◆ Short problem ◆
From the entries below, report every line that contains the word "tree", copied in full.

◆ Data to process ◆

** Start **

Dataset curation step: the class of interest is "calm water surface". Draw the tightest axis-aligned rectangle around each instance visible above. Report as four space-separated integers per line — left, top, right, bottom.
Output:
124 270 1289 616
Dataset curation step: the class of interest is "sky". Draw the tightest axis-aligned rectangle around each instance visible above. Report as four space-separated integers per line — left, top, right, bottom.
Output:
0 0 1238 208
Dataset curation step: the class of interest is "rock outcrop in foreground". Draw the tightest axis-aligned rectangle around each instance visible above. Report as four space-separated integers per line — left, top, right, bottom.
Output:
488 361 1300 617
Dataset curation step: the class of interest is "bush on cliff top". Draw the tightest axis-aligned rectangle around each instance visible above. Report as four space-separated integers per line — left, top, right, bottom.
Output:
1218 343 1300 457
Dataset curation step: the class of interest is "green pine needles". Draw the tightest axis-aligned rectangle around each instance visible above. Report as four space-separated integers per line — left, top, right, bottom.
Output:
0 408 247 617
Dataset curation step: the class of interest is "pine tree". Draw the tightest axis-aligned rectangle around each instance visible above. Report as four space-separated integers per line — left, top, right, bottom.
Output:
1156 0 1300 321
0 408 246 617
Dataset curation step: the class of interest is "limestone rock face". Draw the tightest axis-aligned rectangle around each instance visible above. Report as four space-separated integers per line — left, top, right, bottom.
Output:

** End **
** Start **

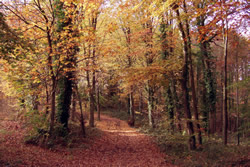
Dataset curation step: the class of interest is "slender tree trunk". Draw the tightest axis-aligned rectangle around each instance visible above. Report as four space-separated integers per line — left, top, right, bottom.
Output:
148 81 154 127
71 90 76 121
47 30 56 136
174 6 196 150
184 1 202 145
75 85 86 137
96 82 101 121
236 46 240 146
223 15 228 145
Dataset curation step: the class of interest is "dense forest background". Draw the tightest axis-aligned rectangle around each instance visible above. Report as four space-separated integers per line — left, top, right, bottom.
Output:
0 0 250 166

** End **

◆ Exercise output ◆
Dataset curation step: the class of interest is "pine tree". Draw the tightest axis-aligned rectangle around each instance visible above. Report as four space-separated integers per line — left, top, right, bottom.
Dataset curation step: the class of interest is "slender tree trunk". Draw the tightest axis-aligned rectangle around each instance visible above. Report as four space-separated integers per line — left, top, right, bottom.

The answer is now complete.